In these lines, change "place a dot on" to "put a mark on" everywhere and keep everything else the same. Leave out the pictures.

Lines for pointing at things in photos
begin

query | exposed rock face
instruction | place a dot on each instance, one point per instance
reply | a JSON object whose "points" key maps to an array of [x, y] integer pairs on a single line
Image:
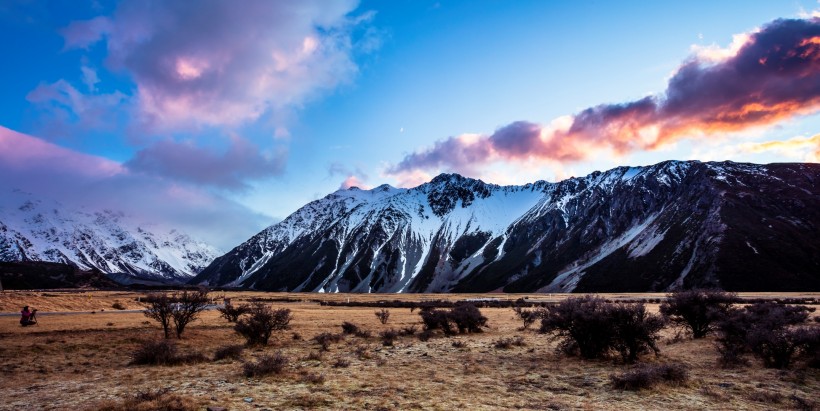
{"points": [[667, 226], [108, 241]]}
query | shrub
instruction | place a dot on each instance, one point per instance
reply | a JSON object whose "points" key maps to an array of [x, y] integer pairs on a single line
{"points": [[228, 351], [636, 331], [766, 330], [506, 343], [341, 363], [425, 335], [155, 353], [434, 319], [383, 315], [467, 318], [325, 339], [314, 356], [312, 378], [409, 330], [582, 324], [187, 307], [159, 400], [179, 308], [163, 352], [232, 312], [388, 336], [261, 322], [159, 309], [697, 310], [266, 364], [646, 376], [592, 327], [528, 317]]}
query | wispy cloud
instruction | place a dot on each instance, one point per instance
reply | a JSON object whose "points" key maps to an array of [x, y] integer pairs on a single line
{"points": [[765, 77], [204, 68], [50, 171]]}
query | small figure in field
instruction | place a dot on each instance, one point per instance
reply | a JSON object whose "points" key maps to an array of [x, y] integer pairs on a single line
{"points": [[28, 317]]}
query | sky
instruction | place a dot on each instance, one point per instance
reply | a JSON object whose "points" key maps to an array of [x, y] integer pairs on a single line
{"points": [[220, 118]]}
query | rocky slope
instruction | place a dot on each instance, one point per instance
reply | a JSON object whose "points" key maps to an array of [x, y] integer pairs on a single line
{"points": [[661, 227]]}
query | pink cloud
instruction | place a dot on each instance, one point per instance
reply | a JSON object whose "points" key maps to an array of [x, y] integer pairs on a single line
{"points": [[353, 181], [20, 153], [49, 171], [216, 63], [231, 169], [772, 76]]}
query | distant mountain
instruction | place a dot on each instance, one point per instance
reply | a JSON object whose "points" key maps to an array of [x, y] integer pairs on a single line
{"points": [[39, 230], [26, 275], [656, 228]]}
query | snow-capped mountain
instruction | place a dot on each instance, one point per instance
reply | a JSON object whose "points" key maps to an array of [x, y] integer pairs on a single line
{"points": [[112, 242], [670, 225]]}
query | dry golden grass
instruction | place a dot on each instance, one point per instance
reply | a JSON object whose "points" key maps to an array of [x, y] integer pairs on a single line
{"points": [[80, 361]]}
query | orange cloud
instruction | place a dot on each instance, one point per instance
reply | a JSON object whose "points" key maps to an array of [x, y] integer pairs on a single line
{"points": [[765, 77]]}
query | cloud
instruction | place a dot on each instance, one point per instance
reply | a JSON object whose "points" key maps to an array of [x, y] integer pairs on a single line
{"points": [[765, 77], [77, 179], [217, 63], [185, 161], [354, 177], [353, 181], [802, 148]]}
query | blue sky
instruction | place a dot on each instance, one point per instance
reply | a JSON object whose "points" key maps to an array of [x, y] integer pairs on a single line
{"points": [[256, 108]]}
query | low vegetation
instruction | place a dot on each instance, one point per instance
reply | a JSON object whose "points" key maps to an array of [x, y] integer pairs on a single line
{"points": [[349, 359], [592, 328], [261, 321]]}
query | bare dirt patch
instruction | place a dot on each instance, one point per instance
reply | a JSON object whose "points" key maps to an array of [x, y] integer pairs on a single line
{"points": [[81, 361]]}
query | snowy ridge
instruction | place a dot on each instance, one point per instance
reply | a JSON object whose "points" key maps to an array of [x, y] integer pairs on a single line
{"points": [[41, 230]]}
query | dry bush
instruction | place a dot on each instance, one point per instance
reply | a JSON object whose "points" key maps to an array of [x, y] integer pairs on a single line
{"points": [[527, 317], [163, 352], [260, 323], [383, 315], [697, 310], [341, 363], [228, 351], [509, 342], [325, 339], [649, 375], [388, 337], [766, 330], [591, 327], [231, 313], [159, 400], [435, 319], [314, 356], [467, 318], [265, 365], [349, 328], [636, 331], [362, 352], [312, 378], [179, 308], [463, 316]]}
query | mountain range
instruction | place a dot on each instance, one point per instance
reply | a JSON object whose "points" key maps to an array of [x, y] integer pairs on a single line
{"points": [[34, 229], [676, 224]]}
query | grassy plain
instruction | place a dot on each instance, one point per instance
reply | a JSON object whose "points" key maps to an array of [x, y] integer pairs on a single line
{"points": [[81, 361]]}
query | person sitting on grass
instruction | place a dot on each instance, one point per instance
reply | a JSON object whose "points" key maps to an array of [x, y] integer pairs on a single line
{"points": [[28, 317]]}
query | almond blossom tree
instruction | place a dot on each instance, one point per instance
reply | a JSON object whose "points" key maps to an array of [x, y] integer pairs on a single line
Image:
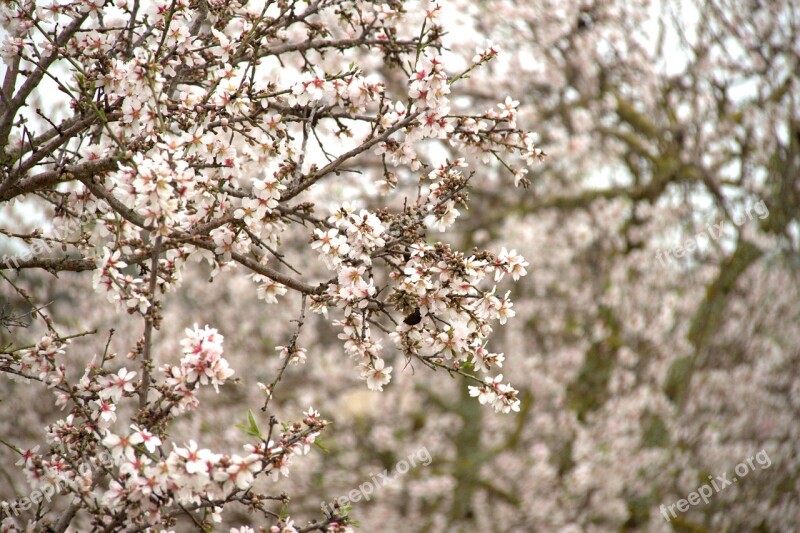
{"points": [[154, 134], [637, 374]]}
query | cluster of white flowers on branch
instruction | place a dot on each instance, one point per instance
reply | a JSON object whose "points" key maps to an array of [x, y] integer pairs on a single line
{"points": [[202, 131]]}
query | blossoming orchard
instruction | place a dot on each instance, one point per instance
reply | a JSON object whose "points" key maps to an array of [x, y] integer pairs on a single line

end

**Answer to this task:**
query | exposed rock face
instruction | put a mark on each instance, one point per instance
reply | a JSON object whose "points" key maps to an array of [x, y] integer pairs on a single line
Image:
{"points": [[667, 226], [108, 241]]}
query | shrub
instruction | put a mark on each instance, one point per instance
reply | a JSON object whose "points" key maps to an array of [x, y] integer pairs on a single line
{"points": [[228, 351], [636, 331], [766, 330], [506, 343], [341, 363], [425, 335], [155, 353], [434, 319], [383, 315], [467, 318], [325, 339], [314, 356], [312, 378], [409, 330], [582, 324], [187, 307], [159, 400], [179, 308], [163, 352], [232, 312], [388, 336], [261, 322], [159, 309], [697, 310], [266, 364], [646, 376], [592, 327], [528, 317]]}
query | wispy cloud
instruction | put a mark on each instance, one point per instance
reply | a JSON object whose "points" key maps to an array of [x, y] integer pairs on a single line
{"points": [[765, 77], [204, 68], [50, 171]]}
query | small figure in field
instruction | put a mark on each instance, one point per instance
reply | a JSON object whose "points" key maps to an array of [x, y] integer pairs on a single line
{"points": [[28, 317]]}
query | sky
instruction | put a mark on each instance, one point per instance
reply | a JSON object whose "points" key maps to an array of [x, y] integer pairs on a single line
{"points": [[220, 118]]}
query | rocky slope
instruction | put a mark on each instance, one point per instance
reply | a JSON object whose "points" key maps to an array of [x, y] integer pairs on a single line
{"points": [[661, 227]]}
query | pink cloud
instruction | put a mark on each instance, one point per instance
reply | a JSON object whose "points" key maps to an array of [x, y] integer pairs on a single line
{"points": [[353, 181], [20, 153], [49, 171], [216, 63], [231, 169], [772, 76]]}
query | distant mountain
instruction | put a mark on each instance, one point per instance
reply | a JSON object whose "points" key maps to an array of [x, y] integer pairs on a single line
{"points": [[39, 230], [26, 275], [656, 228]]}
query | snow-capped mountain
instruction | put a mark on each instance, one point per instance
reply | a JSON object whose "points" key maps to an array of [x, y] integer pairs on a single line
{"points": [[112, 242], [670, 225]]}
query | dry golden grass
instruction | put a mark on each instance, one point per instance
reply | a JSON object whose "points" key maps to an array of [x, y] integer pairs on a single line
{"points": [[80, 361]]}
query | orange cloud
instruction | put a mark on each instance, one point per instance
reply | a JSON object whose "points" key maps to an array of [x, y] integer pairs on a single line
{"points": [[765, 77]]}
query | cloud
instruction | put a mark on each instance, one point per instance
reply | a JSON object whose "points" key maps to an array of [x, y] integer pairs on a single line
{"points": [[765, 77], [77, 179], [217, 63], [185, 161], [354, 177], [353, 181], [802, 148]]}
query | blue sky
instruction | put a mark on each instance, one point per instance
reply | a JSON object whose "points" key maps to an array of [x, y] integer pairs on a single line
{"points": [[256, 108]]}
query | low vegetation
instruction | put a mark on each instance, one point per instance
reply | a JSON object whose "points" key maps to an array of [x, y] integer pairs on a single line
{"points": [[349, 359], [592, 328], [261, 321]]}
query | bare dirt patch
instruction | put a mark on each instance, one point per instance
reply | a JSON object whose "points" key maps to an array of [x, y] integer pairs on a single line
{"points": [[81, 361]]}
query | snowy ridge
instruction | put a mark on each instance, one point per instance
reply | a JSON object whose "points" key maps to an array of [x, y] integer pairs on a single line
{"points": [[41, 230]]}
query | dry bush
instruction | put a mark on each instance, one point per instance
reply | a JSON object whose "points" key maps to an array of [x, y] integer pairs on a single line
{"points": [[527, 317], [163, 352], [260, 323], [383, 315], [697, 310], [341, 363], [228, 351], [509, 342], [325, 339], [649, 375], [388, 337], [766, 330], [591, 327], [231, 313], [159, 400], [435, 319], [314, 356], [467, 318], [265, 365], [349, 328], [636, 331], [362, 352], [312, 378], [179, 308], [463, 316]]}
query | mountain range
instruction | put a mark on each instance, one point per instance
reply | a JSON object whose "points" key maps to an array of [x, y] integer pairs on a single line
{"points": [[34, 229], [676, 224]]}
query | grassy plain
instruction | put a mark on each instance, one point per instance
reply | a JSON object whose "points" key maps to an array of [x, y] integer pairs on a single line
{"points": [[81, 361]]}
query | person sitting on grass
instruction | put a mark on each instance, one point per instance
reply | a JSON object whose "points" key maps to an array of [x, y] integer pairs on a single line
{"points": [[28, 317]]}
query | almond blossom tree
instruction | put a mark on each instance, one point per instance
reply | a JSON object whose "points" key maps to an array of [x, y] integer pairs on a single line
Image:
{"points": [[154, 134], [637, 374]]}
query | cluster of white flowers on branch
instruction | put a mark on each instance, one point per instance
reply | a JSON object whose "points" key maps to an array of [x, y] integer pairs on a single line
{"points": [[202, 131]]}
query | blossoming orchard
instruction | put a mark on each instance, one point per instance
reply | a JSON object whose "points" key maps to an array of [x, y] integer pairs on a single line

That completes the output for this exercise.